# PROMPT
Could you put each line of the data below into a numbered list, dropping any blank lines and leaving the pictures out?
-- START OF DATA RECORDS --
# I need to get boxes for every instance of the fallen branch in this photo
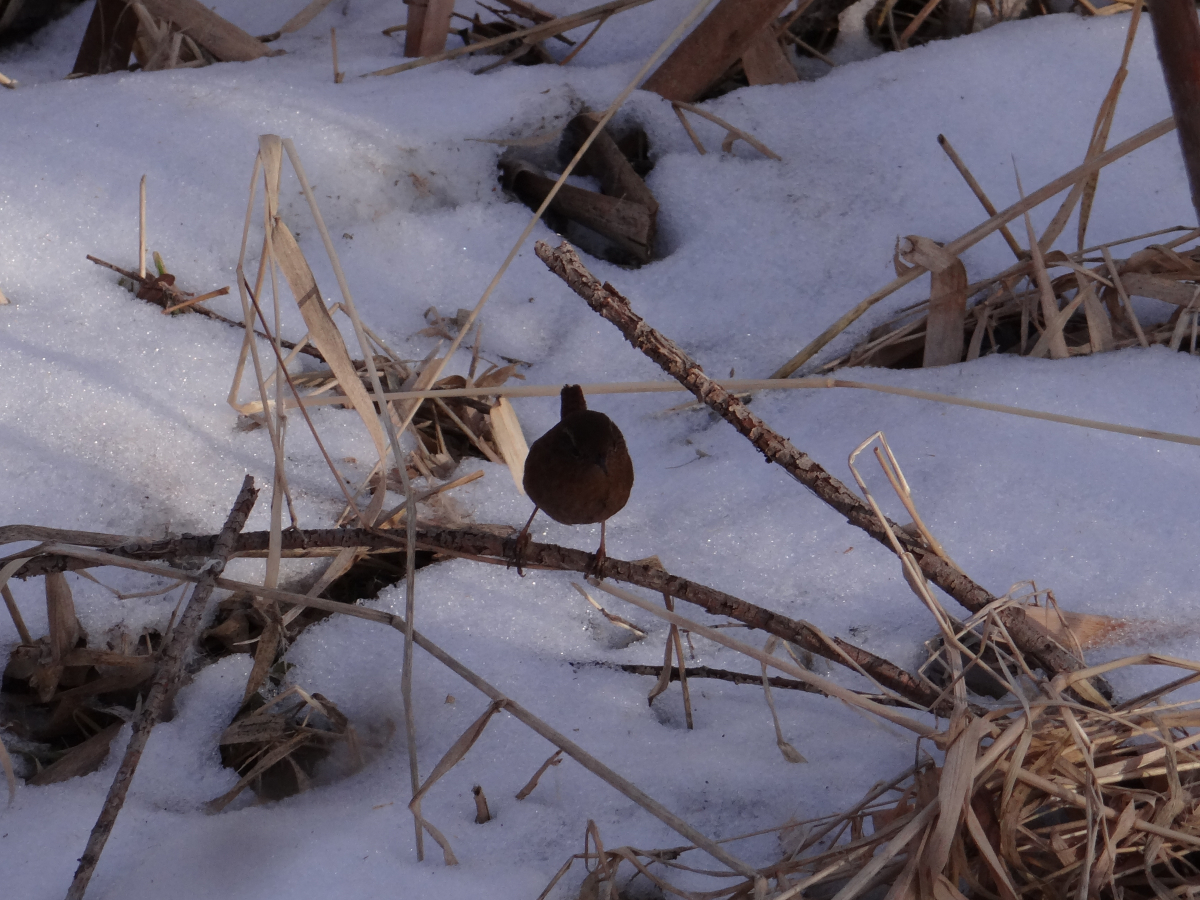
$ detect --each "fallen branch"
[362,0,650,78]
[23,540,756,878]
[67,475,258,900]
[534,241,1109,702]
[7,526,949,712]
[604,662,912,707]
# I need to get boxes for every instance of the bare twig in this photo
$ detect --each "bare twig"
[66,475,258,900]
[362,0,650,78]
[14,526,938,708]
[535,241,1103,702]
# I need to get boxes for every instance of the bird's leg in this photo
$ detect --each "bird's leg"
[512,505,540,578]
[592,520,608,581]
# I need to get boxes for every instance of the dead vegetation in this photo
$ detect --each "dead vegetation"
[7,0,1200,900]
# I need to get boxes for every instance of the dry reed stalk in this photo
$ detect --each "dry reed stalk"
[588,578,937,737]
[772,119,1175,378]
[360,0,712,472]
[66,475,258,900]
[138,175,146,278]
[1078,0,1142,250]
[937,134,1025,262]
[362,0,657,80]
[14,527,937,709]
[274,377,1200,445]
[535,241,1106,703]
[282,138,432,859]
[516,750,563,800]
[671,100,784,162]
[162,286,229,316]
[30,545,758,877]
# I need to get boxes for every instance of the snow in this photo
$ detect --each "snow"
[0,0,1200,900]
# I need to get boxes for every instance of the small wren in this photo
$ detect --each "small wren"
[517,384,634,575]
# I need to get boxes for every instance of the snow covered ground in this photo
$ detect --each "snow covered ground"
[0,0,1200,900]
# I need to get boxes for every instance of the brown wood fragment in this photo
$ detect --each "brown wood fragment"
-- END OF DATA RECORDS --
# SOLUTION TO THIS TASK
1. # I need to get boxes for every instance of the fallen branch in this photo
2. $ detect --each "fallen branch"
3. [362,0,650,78]
4. [23,540,756,878]
5. [67,475,258,900]
6. [534,241,1109,702]
7. [7,526,949,712]
8. [604,662,912,707]
9. # I need to get boxes for every instance of the bare twig in this photo
10. $ detect --each "bare twig"
11. [66,475,258,900]
12. [362,0,650,78]
13. [14,526,938,708]
14. [535,241,1103,702]
15. # I need to get boxes for every instance of the bird's leg in this photo
16. $ detect --each "bird's leg"
17. [512,505,540,578]
18. [592,520,608,581]
19. # I need to get boxes for every instance of the dead vegetation in this photo
20. $ detect --each "dead vegetation"
21. [7,0,1200,900]
22. # I need to get boxes for every instance of the dry reed stalk in this photo
23. $ detect --each "dry reed stalk"
24. [588,578,937,737]
25. [772,119,1175,378]
26. [360,0,712,472]
27. [66,475,258,900]
28. [138,175,146,278]
29. [1078,0,1142,250]
30. [937,134,1025,262]
31. [362,0,657,80]
32. [14,527,937,709]
33. [274,377,1200,445]
34. [535,241,1106,703]
35. [282,138,432,859]
36. [516,750,563,800]
37. [671,100,784,162]
38. [162,286,229,316]
39. [30,545,758,877]
40. # I need to get boxes for every instance of the snow in this photo
41. $ detect --each "snow"
42. [0,0,1200,900]
43. # I need to get boxes for every instance of the small wren in this photo
44. $ detect --each "small wren"
45. [517,384,634,575]
46. # I need to get boxes for every instance of the snow covered ground in this photo
47. $ detect --each "snow covered ground"
48. [0,0,1200,900]
49. # I need to get boxes for every instance of the brown wood fragment in this photo
50. $ detect --each "brown wood fragment"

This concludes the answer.